_Your assignment_.
Give the records back exactly as written, but without the images.

_Data supplied_.
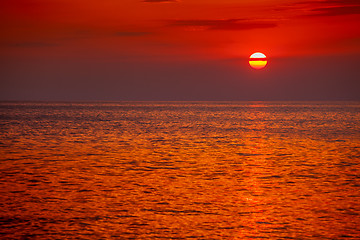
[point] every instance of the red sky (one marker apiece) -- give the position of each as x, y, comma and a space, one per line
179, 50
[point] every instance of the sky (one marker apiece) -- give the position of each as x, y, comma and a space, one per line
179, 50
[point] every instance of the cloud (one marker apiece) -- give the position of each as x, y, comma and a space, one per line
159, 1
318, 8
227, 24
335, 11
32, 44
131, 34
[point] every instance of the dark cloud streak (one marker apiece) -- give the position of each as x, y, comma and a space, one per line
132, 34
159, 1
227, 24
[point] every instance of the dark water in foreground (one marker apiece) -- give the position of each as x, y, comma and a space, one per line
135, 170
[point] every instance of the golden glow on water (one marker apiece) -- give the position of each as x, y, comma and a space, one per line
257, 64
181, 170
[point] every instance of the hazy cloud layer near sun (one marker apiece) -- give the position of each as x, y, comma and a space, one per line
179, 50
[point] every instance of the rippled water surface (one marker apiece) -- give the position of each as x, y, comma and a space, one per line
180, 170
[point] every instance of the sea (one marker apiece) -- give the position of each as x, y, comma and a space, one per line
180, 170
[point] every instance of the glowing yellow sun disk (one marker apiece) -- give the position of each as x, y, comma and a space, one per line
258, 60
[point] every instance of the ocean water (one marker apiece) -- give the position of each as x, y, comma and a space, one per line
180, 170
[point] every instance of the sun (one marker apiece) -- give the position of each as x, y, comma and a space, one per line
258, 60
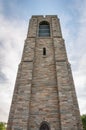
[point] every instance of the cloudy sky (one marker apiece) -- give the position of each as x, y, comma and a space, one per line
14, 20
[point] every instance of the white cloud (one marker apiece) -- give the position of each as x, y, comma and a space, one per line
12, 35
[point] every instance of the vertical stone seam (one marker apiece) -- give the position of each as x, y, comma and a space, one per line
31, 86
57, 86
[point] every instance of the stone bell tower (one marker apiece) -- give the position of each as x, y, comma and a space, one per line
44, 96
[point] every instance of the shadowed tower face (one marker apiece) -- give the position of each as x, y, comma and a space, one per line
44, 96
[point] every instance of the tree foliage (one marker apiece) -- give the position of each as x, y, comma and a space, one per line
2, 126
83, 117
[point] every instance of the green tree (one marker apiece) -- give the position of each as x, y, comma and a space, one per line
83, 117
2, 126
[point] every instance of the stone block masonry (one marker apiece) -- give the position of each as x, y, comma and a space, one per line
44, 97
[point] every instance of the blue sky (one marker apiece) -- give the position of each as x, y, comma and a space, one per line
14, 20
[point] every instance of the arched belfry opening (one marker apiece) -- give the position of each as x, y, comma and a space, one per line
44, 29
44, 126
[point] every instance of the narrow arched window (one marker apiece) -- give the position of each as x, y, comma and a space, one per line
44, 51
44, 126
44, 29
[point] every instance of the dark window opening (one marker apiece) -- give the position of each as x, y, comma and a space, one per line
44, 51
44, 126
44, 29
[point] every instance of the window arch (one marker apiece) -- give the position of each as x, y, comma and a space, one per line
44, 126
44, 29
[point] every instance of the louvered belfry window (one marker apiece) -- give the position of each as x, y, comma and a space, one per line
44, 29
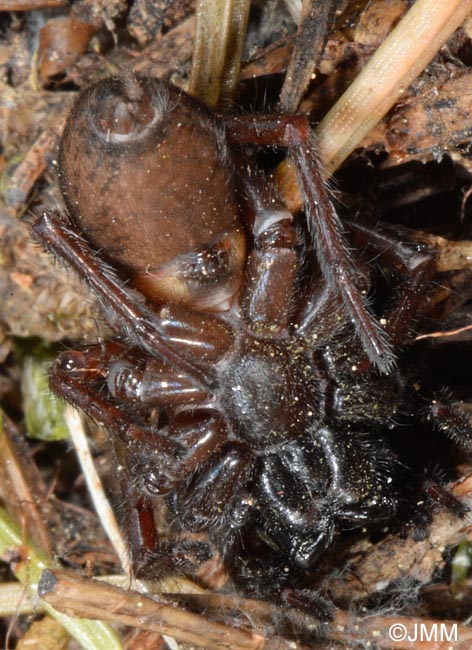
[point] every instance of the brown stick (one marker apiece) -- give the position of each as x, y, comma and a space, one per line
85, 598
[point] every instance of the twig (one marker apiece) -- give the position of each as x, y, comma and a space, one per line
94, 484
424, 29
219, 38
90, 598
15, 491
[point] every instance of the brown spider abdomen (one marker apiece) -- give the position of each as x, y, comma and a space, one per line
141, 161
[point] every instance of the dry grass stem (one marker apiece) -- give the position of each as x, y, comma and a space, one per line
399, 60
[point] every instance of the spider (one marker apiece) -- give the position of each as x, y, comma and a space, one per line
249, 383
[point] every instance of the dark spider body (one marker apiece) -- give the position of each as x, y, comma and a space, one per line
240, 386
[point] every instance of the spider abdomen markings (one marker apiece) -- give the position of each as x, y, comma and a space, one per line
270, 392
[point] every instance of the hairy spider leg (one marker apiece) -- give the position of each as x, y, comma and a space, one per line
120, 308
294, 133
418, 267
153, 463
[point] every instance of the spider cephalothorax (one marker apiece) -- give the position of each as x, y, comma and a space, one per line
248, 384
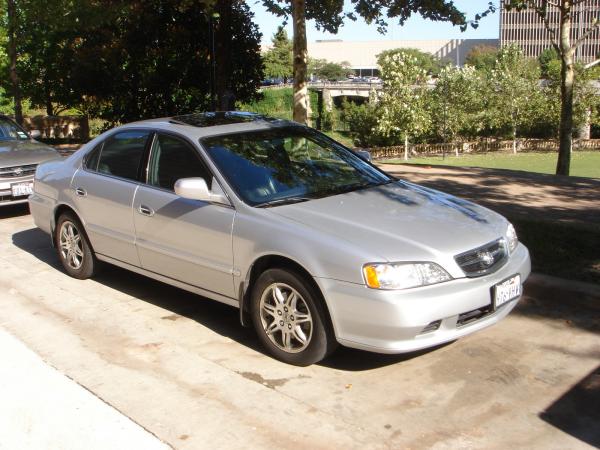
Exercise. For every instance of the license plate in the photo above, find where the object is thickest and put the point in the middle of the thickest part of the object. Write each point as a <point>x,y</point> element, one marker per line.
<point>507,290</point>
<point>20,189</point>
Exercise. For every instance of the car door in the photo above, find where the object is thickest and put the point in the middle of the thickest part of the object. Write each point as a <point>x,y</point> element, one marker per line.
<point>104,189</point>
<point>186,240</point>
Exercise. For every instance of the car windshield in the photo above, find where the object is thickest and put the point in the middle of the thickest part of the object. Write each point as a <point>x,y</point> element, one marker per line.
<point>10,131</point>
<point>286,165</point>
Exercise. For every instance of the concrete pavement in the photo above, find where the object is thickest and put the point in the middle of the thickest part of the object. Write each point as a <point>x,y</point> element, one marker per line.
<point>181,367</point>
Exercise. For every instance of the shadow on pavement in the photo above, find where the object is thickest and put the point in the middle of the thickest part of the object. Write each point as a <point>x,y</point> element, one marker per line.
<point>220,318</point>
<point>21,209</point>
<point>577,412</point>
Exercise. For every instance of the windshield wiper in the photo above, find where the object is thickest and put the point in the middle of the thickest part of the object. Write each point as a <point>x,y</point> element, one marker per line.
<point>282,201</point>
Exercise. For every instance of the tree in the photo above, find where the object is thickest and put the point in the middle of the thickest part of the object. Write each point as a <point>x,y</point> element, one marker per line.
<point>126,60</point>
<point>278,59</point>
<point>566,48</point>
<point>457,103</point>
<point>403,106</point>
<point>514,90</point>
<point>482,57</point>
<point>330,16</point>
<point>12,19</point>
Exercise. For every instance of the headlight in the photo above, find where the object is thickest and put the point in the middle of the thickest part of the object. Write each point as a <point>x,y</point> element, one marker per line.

_Task answer_.
[point] every instance of the red sky (one marker apiece) -- give the position of each as x, y, comma and a space, one per line
179, 50
[point] every instance of the sky (one marker apiece) -- give the position of each as x, y, comma and a space, one per line
179, 50
[point] every instance of the cloud (one marker apiece) -- give the position of each as x, y, comma and a space, one per line
159, 1
318, 8
227, 24
335, 11
32, 44
131, 34
[point] every instance of the dark cloud streak (one marker apiece) -- give the position of each as x, y, comma and a space, one per line
132, 34
159, 1
227, 24
[point] every instance of the dark water in foreground (one marker apiece) -- give the position of each as x, y, comma and a space, one per line
135, 170
[point] every instance of the golden glow on water (one marker apiece) -- give the position of each as x, y, comma and a space, one per line
257, 64
181, 170
[point] every instance of the hazy cloud layer near sun (one marker apiece) -- give the position of each as x, y, comma and a space, one per line
179, 50
[point] every instance of the rippled water surface (one marker apiece) -- give the position of each as x, y, comma and a space, one per line
180, 170
[point] every instance of the sea (one marker apiece) -- give the position of each as x, y, comma and a space, one per line
180, 170
[point] every instance of the glowing yellow sun disk (one marker apiece) -- give the position of each as x, y, comma and a space, one per line
258, 60
[point] every instance of the ocean water (one marker apiece) -- give the position of each as x, y, comma and a space, one per line
180, 170
[point] every instance of the sun (one marker apiece) -- give the position of each as x, y, comma and a space, one per line
258, 60
[point] every instance of the cloudy sky (one marker apiece) -- give the position of each as x, y, comma and a space, one per line
14, 20
[point] every instance of the white cloud (one marker apiece) -- give the position of each as x, y, comma and a space, one per line
12, 35
[point] every instance of the vertical stone seam (one marker apiece) -- give the position of each as x, y, comma and a space, one per line
31, 86
57, 86
[point] every instance of the stone bell tower (one marker apiece) -- give the position of each as x, y, comma and a space, one per line
44, 96
[point] every instance of the shadowed tower face (one marker apiece) -- give the position of each as x, y, comma and a space, one per line
44, 96
[point] every instance of the tree foliage (one marker apiece) -- give the position of each as x, y, comma and a space, one per line
2, 126
83, 117
[point] every instance of the green tree (one marker apiece) -- give the position of each as x, y, comma and a space, one per line
83, 117
2, 126
[point] every instance of the stone block masonry (one marker apiece) -- give the position of each as x, y, comma and a space, one per line
44, 97
[point] every instance of the blue sky (one marker apiece) -- give the position of each as x, y, comma and a space, one per line
14, 20
[point] every instance of the arched belfry opening (one marker apiece) -- give the position of each as x, y, comma and a space, one per line
44, 29
44, 126
[point] every instance of the narrow arched window (one marker apiece) -- give the position of each as x, y, comma and a space, one per line
44, 51
44, 126
44, 29
[point] every instance of the dark window opening (one marker apiece) -- give the position of each as x, y, comma and a space, one per line
44, 51
44, 126
44, 29
[point] every instance of the window arch (one marker apiece) -- give the position of each as x, y, comma and a space, one per line
44, 126
44, 29
[point] every instance of the louvered belfry window (one marker apiece) -- give the position of each as x, y, comma and a space, one per line
44, 29
[point] every instance of the brown stick (one marker apiece) -- give the position of each as x, y, comma and a space, one per line
85, 598
[point] every instance of the twig (one marker apiece) -- give the position of each as x, y, comma and a space, one per line
94, 484
424, 29
219, 38
90, 598
15, 491
[point] every instance of the brown spider abdomen (one marker apiece) -- give the position of each as x, y, comma and a space, one per line
141, 161
[point] every instance of the dry grass stem (one marker apiece) -- give the position of each as x, y, comma and a space, one per line
399, 60
[point] every instance of the spider (one marker apiece) -- give the position of each as x, y, comma and a space, one per line
249, 383
[point] every instance of the dark spider body (one marker apiece) -- give the position of each as x, y, comma and a space, one per line
240, 386
[point] every instance of the spider abdomen markings (one marker apiece) -- give the position of each as x, y, comma and a space, one per line
270, 392
[point] every instance of the hairy spider leg (one marker apiece) -- give the position of each as x, y, comma and a space, one per line
120, 308
294, 133
418, 267
153, 463
[point] every instance of the spider cephalothorax (one marker apiece) -- give the position of each as x, y, comma and a space, one per line
248, 384
Exercise. For every instance of the license plate in the photo above, find where the object is thickest and put the point in the middle of the thickest part of the object. Write each point as a <point>x,y</point> element, one marker per line.
<point>507,290</point>
<point>20,189</point>
Exercise. For every instance of the car door in the photo above, find where the object is thickest and put the point in the middle of the thickest part of the object. Write each point as a <point>x,y</point> element, one marker per line.
<point>104,189</point>
<point>186,240</point>
Exercise. For every instance of the car windshield in the photo above, find where the object is thickest and put the point in the middle of the thickest part of the object. Write each point as a <point>x,y</point> element, one marker per line.
<point>10,131</point>
<point>286,165</point>
Exercise. For every instance of the concrete pavement in the photo above, find where the object is thickest and put the point in the middle of the thickest part of the object. Write each point as a <point>x,y</point> element, one marker per line.
<point>181,367</point>
Exercise. For every instance of the shadow on pavement in the photo above, find where the object is thickest and put the point in the middle of the thickest part of the object. Write each point as a <point>x,y</point> element, one marker per line.
<point>220,318</point>
<point>21,209</point>
<point>577,412</point>
Exercise. For every instance of the windshield wiper in the photo above, find where the object is thickest and put the point in the middle of the thickest part of the object. Write each point as a <point>x,y</point> element, one marker per line.
<point>282,201</point>
Exercise. For every instance of the tree in the photo above, find where the object is thickest and put the point in the middle of the thickest part of the object. Write each point as a <point>x,y</point> element, one marker per line.
<point>126,60</point>
<point>278,59</point>
<point>566,48</point>
<point>457,103</point>
<point>403,106</point>
<point>514,90</point>
<point>482,57</point>
<point>330,16</point>
<point>12,19</point>
Exercise. For every instance of the headlight in the photo above, find where the object is thickest and put the point in the middle of the thickest part of the object. Write each point as a <point>x,y</point> element, one marker per line.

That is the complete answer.